(Available records)

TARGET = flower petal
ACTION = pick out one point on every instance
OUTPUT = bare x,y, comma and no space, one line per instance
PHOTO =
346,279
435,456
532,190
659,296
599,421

(End Available records)

Would you print the line containing "ACTION = pick out one point on every instance" and every line after it up to the end of the listing above, exactly, and nothing else?

ACTION = pick out one point on every instance
OUTPUT = bare x,y, comma and no space, one line per instance
PHOTO =
346,279
435,456
532,190
659,296
599,421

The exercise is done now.